### Задание
Какому «существу мужского рода», согласно тексту «Калейдоскоп жизни», рассказчица пообещала навсегда остаться верной?

##### Исходный текст

Калейдоскоп жизни
Калейдоскоп жизни
В 1931— м, в волнах газетной шумихи после «Фальстафа» в Берлине, когда меня объявили «первой женщиной -оперным режиссером Европы», а после «Свадьбы Фигаро» в Буэнос-Айресе «первой женщиной — оперным режиссером мира», прозвучал «пикантный» вопрос интервьюера:
— Скажите, любили ли вы кого-нибудь по-настоящему? Говорят, вы — Кармен. На вашу верность не мог рассчитывать «мужской род». Читатели нашего журнала ждут ответа.
Я была слишком молода, чтобы просто уйти от разговора с этим пошляком. Подумала и ответила искренне:
— Нет. Есть существо мужского рода, которому я была и навсегда останусь верна: детский театр.
Потом я долго сердилась на себя: ну зачем я вообще говорила с этим типом о самом для меня дорогом?
Зато много-много позже почувствовала себя счастливой, когда прежде в журнале «Звезда», а потом в книге известного советского писателя Вениамина Александровича Каверина вдруг прочла:
«Розовая, деловая не по возрасту девушка — на вид ей было лет восемнадцать — время от времени проносилась мимо моего стола в подотделе. Но если бы даже я не был вчерашним гимназистом, красневшим, когда она появлялась, а рыцарем Круглого стола, она не обратила бы на меня никакого внимания. В ее стремительных появлениях и исчезновениях, в ее топоте, энергии, даже в ее берете, небрежно сбивавшемся то на правое, то на левое ухо, была одержимость. Она родилась, выросла и теперь носилась по Москве во имя одной, всецело захватившей ее идеи. Девушку звали Наташа Сац. Ее созданием стал впоследствии Детский театр в Советском Союзе» [3].

##########
##### Предоставленные данные

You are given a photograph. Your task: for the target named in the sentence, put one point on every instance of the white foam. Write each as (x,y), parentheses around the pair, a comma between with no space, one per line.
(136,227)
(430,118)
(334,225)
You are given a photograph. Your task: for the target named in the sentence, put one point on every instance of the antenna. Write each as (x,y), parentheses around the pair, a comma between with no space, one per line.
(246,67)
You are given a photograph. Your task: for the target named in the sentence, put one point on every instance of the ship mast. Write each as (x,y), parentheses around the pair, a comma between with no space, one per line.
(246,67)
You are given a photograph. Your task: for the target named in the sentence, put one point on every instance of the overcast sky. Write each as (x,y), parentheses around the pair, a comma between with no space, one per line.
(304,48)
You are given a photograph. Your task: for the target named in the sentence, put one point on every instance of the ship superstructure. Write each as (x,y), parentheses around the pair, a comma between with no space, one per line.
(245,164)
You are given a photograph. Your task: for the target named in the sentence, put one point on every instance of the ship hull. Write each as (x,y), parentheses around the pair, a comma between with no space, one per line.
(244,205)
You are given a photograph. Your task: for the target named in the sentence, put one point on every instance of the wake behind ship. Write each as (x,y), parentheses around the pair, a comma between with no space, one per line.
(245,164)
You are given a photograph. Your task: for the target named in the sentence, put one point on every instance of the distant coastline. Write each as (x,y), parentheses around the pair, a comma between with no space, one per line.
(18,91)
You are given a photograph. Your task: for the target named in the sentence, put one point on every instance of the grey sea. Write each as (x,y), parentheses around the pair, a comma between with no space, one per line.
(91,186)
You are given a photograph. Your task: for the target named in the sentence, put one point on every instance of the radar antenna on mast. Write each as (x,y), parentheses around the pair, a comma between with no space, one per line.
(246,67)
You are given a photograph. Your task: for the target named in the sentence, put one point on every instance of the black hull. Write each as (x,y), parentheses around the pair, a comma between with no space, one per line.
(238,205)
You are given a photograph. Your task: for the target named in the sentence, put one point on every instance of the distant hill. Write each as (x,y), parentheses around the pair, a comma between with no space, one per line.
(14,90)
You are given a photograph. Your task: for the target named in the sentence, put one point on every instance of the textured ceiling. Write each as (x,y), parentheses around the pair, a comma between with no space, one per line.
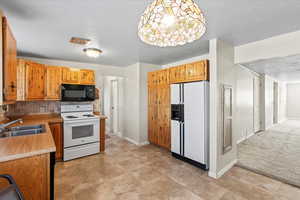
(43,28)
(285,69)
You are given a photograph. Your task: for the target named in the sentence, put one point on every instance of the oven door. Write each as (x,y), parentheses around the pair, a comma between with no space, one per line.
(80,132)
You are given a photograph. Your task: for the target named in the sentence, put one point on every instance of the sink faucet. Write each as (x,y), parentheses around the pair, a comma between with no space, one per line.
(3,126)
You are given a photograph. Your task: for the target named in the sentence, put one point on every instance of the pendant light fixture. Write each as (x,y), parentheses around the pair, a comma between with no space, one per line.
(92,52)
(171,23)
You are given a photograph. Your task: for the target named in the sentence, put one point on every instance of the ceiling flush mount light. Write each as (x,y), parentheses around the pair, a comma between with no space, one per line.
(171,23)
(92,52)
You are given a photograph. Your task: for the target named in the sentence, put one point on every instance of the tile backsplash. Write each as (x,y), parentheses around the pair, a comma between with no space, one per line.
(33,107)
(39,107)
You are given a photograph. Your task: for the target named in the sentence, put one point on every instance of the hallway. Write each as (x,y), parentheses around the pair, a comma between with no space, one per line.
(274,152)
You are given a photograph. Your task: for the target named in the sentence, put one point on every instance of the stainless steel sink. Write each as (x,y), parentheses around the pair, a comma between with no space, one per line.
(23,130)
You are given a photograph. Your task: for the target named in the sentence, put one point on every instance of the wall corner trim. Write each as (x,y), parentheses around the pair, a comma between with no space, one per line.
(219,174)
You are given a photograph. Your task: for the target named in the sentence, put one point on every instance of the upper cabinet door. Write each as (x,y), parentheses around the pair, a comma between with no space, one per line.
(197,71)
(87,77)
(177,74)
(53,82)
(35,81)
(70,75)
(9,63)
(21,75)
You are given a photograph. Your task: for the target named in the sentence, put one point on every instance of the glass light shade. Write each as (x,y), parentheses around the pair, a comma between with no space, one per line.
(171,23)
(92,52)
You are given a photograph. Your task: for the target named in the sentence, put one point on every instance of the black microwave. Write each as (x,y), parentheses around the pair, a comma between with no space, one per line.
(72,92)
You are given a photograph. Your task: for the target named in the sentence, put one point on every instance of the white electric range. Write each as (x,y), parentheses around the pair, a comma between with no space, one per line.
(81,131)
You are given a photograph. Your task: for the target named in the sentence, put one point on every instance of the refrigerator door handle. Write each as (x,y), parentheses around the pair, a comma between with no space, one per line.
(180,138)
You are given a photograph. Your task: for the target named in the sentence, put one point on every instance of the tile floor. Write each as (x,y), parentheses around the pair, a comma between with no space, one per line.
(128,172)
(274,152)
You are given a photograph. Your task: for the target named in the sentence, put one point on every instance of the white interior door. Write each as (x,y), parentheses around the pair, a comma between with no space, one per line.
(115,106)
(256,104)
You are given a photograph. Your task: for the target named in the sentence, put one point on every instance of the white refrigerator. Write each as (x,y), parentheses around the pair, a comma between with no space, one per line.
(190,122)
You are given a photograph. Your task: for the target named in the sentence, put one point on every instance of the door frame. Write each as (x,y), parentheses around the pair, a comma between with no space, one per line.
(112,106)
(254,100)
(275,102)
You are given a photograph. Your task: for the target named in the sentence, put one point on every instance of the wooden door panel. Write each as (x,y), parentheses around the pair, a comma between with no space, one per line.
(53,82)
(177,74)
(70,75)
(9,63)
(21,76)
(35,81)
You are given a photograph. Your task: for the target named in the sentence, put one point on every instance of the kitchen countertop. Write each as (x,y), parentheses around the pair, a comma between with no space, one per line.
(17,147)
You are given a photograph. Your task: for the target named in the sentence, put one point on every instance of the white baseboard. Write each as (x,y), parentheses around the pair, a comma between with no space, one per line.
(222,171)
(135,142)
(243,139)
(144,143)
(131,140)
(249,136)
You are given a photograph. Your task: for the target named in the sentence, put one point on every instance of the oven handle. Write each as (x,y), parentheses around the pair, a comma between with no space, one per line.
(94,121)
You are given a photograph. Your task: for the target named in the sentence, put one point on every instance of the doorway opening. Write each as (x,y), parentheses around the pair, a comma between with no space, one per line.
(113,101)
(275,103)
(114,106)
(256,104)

##########
##### Предоставленные данные

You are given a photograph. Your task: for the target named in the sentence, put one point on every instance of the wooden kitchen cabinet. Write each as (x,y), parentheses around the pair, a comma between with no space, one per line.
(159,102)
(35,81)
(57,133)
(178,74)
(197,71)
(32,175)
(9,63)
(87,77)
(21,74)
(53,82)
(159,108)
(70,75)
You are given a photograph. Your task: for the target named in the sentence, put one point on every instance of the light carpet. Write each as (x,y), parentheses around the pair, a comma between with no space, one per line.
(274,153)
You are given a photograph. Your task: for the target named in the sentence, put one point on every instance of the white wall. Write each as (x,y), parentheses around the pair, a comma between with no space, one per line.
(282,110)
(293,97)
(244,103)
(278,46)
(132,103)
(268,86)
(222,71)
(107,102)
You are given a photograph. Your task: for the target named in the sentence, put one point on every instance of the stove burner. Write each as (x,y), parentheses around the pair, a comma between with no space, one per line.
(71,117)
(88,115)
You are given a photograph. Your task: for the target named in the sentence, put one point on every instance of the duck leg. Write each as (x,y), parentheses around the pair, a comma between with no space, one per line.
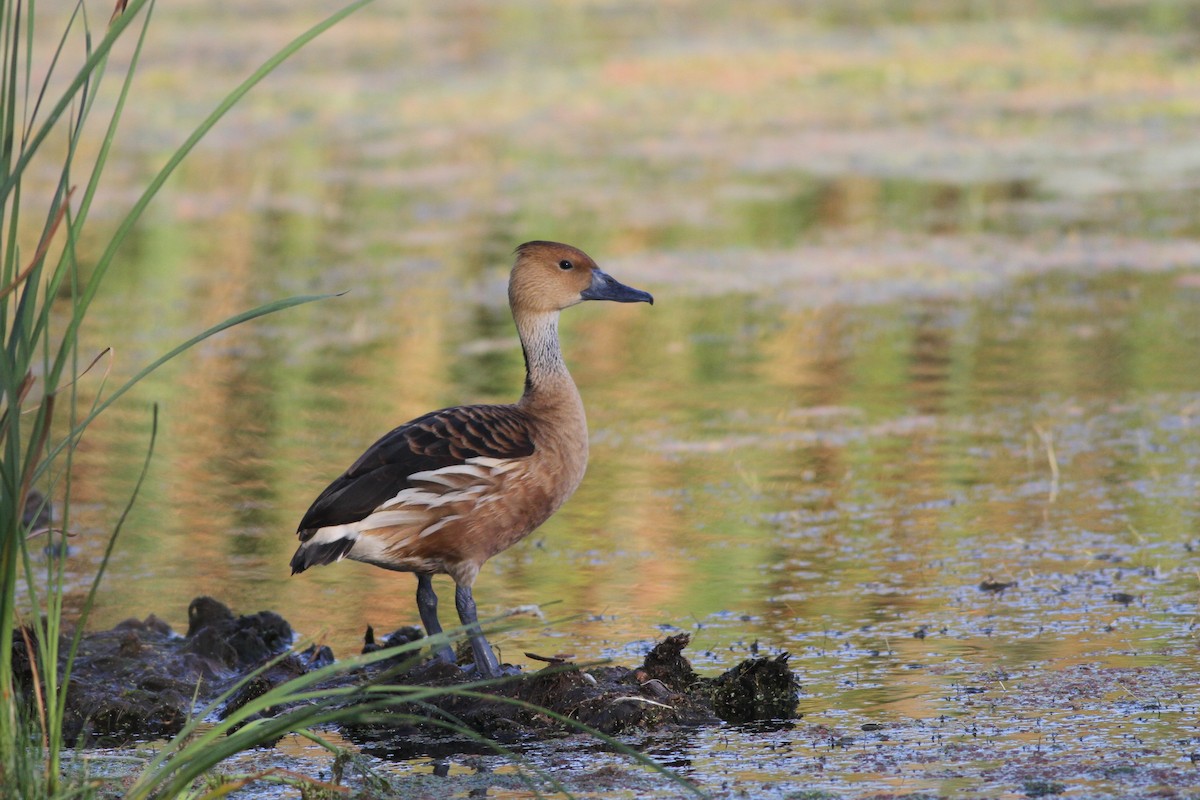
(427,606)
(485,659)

##########
##### Предоставленные данные

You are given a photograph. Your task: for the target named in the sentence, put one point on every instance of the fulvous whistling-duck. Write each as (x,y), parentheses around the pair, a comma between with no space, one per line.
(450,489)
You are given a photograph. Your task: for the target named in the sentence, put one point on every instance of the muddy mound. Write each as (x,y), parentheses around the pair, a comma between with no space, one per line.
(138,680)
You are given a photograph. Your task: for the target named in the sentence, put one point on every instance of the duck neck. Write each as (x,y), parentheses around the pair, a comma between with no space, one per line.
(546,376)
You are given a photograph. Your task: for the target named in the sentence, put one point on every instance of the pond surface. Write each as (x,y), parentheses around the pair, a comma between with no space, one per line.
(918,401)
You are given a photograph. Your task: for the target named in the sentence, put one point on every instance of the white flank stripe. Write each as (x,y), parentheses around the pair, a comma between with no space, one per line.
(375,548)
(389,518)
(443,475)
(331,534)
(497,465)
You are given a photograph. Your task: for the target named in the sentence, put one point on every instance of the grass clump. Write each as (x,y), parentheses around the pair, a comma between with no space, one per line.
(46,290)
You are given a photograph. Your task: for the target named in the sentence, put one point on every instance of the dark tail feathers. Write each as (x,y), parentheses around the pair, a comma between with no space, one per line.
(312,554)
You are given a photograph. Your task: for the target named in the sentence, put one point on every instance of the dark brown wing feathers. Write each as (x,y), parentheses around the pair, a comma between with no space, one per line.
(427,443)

##########

### Результат задания
Детскому театру.